# [Selected passage]
════════════════════
I realise that this is probably more a question for an Oracle SQL forum but I will ask here anyway.

Currently I have a datastage job which is to select a number of records for processing. To do this it selects messages with an indicator field of null from the table and updates this indicator indicating that it is ready for processing. Easy enough so far. The problems begin to arise as the datastage job which calls this update is run as multi-instance. Further complicating matters is that when selecting the records, checks must be made that no related records are being processed in the other instances.

At first we thought we'd cracked it with a simple update select statement, as follows:

Code: Select all

UPDATE table SET indicator = 'process_0'
where record_id exists in 
(SELECT record id WHERE indicator is null
 AND NOT EXISTS
 (SELECT parent_record_id where indicator is not null))
Obviously that is not the full syntax, but basically we select records where the process indicator is null but exclude related records (those with the same parent record id) where the process indicator is not null (indicating that it is processing elsewhere). Basically related records should be processed either in the same batch/instance, or wait until that batch containing it has finished and then it can be selected by another instance.

This process works if the update job is running in a single instance. However when its running multiple instance its possible that 2 or more instances of the process can call the job at the same time and as a result the first one will be updating and prior to committing those records the second instance can select those same records and overwrite the indicator which its own data. (This indicator determines what process that record will follow).
════════════════════
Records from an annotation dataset
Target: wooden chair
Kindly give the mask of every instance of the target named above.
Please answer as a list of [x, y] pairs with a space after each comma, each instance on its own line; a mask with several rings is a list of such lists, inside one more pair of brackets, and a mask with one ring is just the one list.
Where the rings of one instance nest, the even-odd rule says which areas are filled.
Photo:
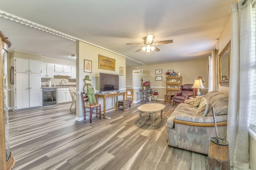
[[72, 106], [74, 103], [75, 104], [75, 108], [76, 108], [76, 89], [74, 87], [70, 87], [68, 89], [69, 92], [71, 95], [71, 98], [72, 98], [72, 103], [70, 106], [70, 110], [71, 109]]
[[[131, 105], [133, 102], [133, 89], [126, 89], [125, 95], [125, 100], [124, 101], [124, 107], [129, 105], [129, 107], [131, 107]], [[119, 100], [118, 102], [118, 106], [124, 106], [124, 101]]]
[[[100, 119], [101, 119], [101, 105], [98, 104], [96, 105], [90, 106], [87, 105], [86, 102], [89, 101], [87, 98], [87, 96], [86, 95], [84, 92], [81, 93], [81, 96], [82, 97], [82, 105], [83, 105], [83, 108], [84, 109], [84, 120], [85, 120], [86, 116], [90, 117], [90, 122], [92, 123], [92, 118], [93, 114], [96, 114], [100, 115]], [[88, 108], [89, 111], [86, 111], [86, 108]], [[86, 113], [89, 112], [89, 115], [86, 114]]]

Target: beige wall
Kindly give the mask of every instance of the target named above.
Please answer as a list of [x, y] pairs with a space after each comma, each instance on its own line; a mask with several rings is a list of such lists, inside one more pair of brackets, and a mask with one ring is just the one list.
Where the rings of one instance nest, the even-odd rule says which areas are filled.
[[[231, 39], [231, 16], [230, 16], [226, 24], [223, 29], [219, 40], [215, 46], [215, 48], [218, 50], [218, 53], [221, 52], [224, 47], [226, 46], [227, 44]], [[219, 68], [218, 64], [218, 68]], [[218, 80], [220, 79], [219, 73], [218, 74]], [[228, 95], [228, 90], [229, 88], [227, 87], [223, 87], [220, 86], [220, 84], [218, 82], [218, 91], [221, 92], [225, 94]]]
[[[99, 69], [98, 66], [98, 55], [100, 54], [116, 60], [115, 71], [111, 71]], [[92, 72], [84, 72], [84, 59], [92, 61]], [[125, 92], [126, 89], [126, 59], [123, 57], [111, 53], [84, 43], [78, 41], [76, 43], [76, 98], [79, 101], [77, 102], [76, 119], [80, 120], [83, 119], [82, 106], [81, 105], [81, 97], [79, 92], [84, 91], [84, 79], [86, 75], [89, 75], [92, 80], [91, 84], [96, 89], [99, 91], [99, 73], [104, 72], [119, 75], [120, 67], [124, 67], [124, 75], [119, 76], [119, 89], [120, 92]], [[118, 100], [121, 100], [119, 96]], [[108, 104], [106, 109], [109, 109], [114, 107], [115, 100], [114, 99], [107, 99]], [[99, 104], [103, 105], [102, 99], [99, 100]]]
[[[164, 100], [166, 94], [166, 76], [168, 70], [173, 70], [178, 74], [180, 72], [182, 84], [194, 84], [194, 80], [201, 76], [205, 82], [204, 89], [202, 89], [203, 94], [208, 91], [208, 57], [207, 59], [190, 61], [166, 63], [146, 66], [138, 65], [126, 67], [126, 87], [132, 87], [132, 70], [137, 70], [137, 67], [143, 69], [144, 73], [148, 75], [148, 78], [151, 82], [153, 90], [156, 90], [158, 93], [158, 100]], [[162, 74], [156, 74], [156, 70], [162, 70]], [[162, 81], [155, 81], [155, 76], [162, 76]], [[144, 80], [144, 81], [145, 80]]]

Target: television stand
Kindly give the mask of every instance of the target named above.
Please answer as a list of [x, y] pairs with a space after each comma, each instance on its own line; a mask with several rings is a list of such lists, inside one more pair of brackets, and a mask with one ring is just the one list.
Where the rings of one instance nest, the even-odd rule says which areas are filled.
[[[112, 110], [113, 109], [122, 109], [124, 111], [125, 110], [125, 106], [123, 106], [122, 107], [119, 107], [118, 106], [118, 96], [123, 96], [123, 100], [124, 101], [125, 100], [125, 94], [126, 93], [125, 92], [120, 92], [119, 93], [112, 93], [112, 94], [96, 94], [96, 102], [97, 103], [99, 103], [99, 98], [103, 98], [103, 115], [104, 116], [104, 118], [106, 118], [106, 112], [108, 110]], [[107, 98], [111, 98], [112, 97], [116, 97], [116, 107], [113, 108], [112, 108], [111, 109], [108, 109], [107, 110], [106, 109], [106, 99]], [[123, 103], [123, 104], [124, 105], [124, 102]]]

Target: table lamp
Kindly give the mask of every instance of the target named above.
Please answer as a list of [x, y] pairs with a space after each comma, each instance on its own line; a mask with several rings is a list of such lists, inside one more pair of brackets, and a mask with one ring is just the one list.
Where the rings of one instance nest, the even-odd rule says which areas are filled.
[[202, 78], [201, 76], [199, 76], [197, 78], [197, 80], [202, 80], [202, 83], [203, 84], [205, 84], [205, 83], [203, 80], [203, 78]]
[[[197, 93], [196, 94], [198, 96], [202, 96], [202, 91], [201, 91], [201, 92], [200, 92], [200, 89], [204, 88], [204, 87], [203, 86], [203, 84], [202, 82], [202, 80], [195, 80], [195, 82], [192, 86], [192, 88], [197, 88]], [[201, 94], [201, 95], [200, 95], [200, 94]]]

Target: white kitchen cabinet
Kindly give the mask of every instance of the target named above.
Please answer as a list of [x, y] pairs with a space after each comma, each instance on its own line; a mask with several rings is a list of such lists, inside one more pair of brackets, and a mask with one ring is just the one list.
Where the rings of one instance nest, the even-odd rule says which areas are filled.
[[66, 102], [66, 88], [58, 88], [57, 91], [57, 104]]
[[11, 66], [14, 68], [14, 84], [11, 86], [14, 99], [12, 100], [12, 109], [42, 106], [40, 63], [16, 58], [11, 59]]
[[39, 107], [42, 106], [41, 90], [29, 90], [29, 107]]
[[71, 67], [71, 76], [70, 78], [75, 79], [76, 78], [76, 67], [72, 66]]
[[60, 64], [55, 64], [54, 72], [63, 72], [63, 66]]
[[14, 59], [15, 64], [14, 69], [16, 72], [27, 72], [29, 71], [29, 61], [26, 59], [16, 58]]
[[41, 73], [41, 78], [53, 78], [53, 71], [54, 64], [51, 63], [42, 63], [41, 67], [42, 72]]
[[16, 91], [29, 90], [29, 77], [28, 73], [16, 72], [15, 73]]
[[71, 73], [71, 68], [69, 66], [63, 65], [63, 72], [66, 73]]
[[14, 68], [16, 72], [40, 73], [41, 61], [16, 58], [15, 63], [18, 63]]
[[72, 102], [69, 88], [58, 88], [57, 90], [57, 104], [67, 103]]
[[41, 73], [41, 61], [30, 60], [29, 63], [30, 73], [38, 74]]
[[28, 90], [16, 91], [15, 95], [15, 110], [29, 107], [29, 91]]

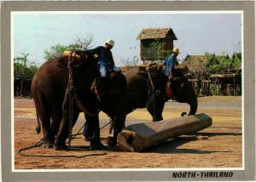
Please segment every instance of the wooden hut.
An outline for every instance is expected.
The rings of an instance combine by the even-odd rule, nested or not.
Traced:
[[[148,28],[143,29],[137,39],[141,41],[140,55],[144,62],[164,60],[172,50],[173,40],[177,37],[172,28]]]

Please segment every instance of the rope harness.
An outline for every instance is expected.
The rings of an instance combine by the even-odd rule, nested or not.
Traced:
[[[80,133],[80,131],[82,130],[82,128],[84,128],[84,124],[82,126],[82,128],[79,129],[79,131],[73,135],[72,134],[72,130],[73,130],[73,101],[74,101],[74,96],[73,96],[73,63],[74,61],[74,57],[75,54],[73,56],[72,56],[72,54],[74,53],[75,51],[72,51],[70,53],[70,56],[68,58],[68,68],[69,68],[69,72],[68,72],[68,100],[69,100],[69,123],[68,123],[68,142],[67,142],[67,151],[70,151],[71,149],[71,141],[79,134],[81,134],[82,133]],[[108,126],[110,122],[107,123],[106,125],[104,125],[102,128],[100,128],[102,129],[103,128],[105,128],[106,126]],[[86,156],[104,156],[107,155],[107,152],[102,152],[102,153],[93,153],[93,154],[86,154],[86,155],[83,155],[83,156],[73,156],[73,155],[36,155],[36,154],[25,154],[23,151],[34,148],[34,147],[38,147],[41,146],[44,144],[44,138],[42,138],[38,143],[36,143],[35,145],[32,145],[31,146],[28,147],[25,147],[22,149],[19,150],[19,154],[24,156],[40,156],[40,157],[75,157],[75,158],[83,158],[83,157],[86,157]],[[76,149],[78,150],[78,149]],[[82,150],[79,149],[79,151],[89,151],[89,150]]]

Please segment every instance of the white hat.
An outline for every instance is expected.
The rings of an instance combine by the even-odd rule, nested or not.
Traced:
════════════════════
# [Directions]
a: Repeat the part of the datastage post starting with "UPDATE table SET" and going on through "is not null))".
b: In the datastage post, when does the process work?
c: Do these statements agree with the datastage post? Answer yes or no for each, quoting the words that decide it.
(i) The job selects messages whose indicator field is null.
(ii) The code shown is the full syntax of the statement.
(iii) Related records should be handled at the same time by different instances.

# [Responses for each task]
a:
UPDATE table SET indicator = 'process_0'
where record_id exists in 
(SELECT record id WHERE indicator is null
 AND NOT EXISTS
 (SELECT parent_record_id where indicator is not null))

b: It works when the update job runs in a single instance.

c:
(i) Yes: "it selects messages with an indicator field of null from the table"
(ii) No: "Obviously that is not the full syntax"
(iii) No: "related records should be processed either in the same batch/instance, or wait until that batch containing it has finished"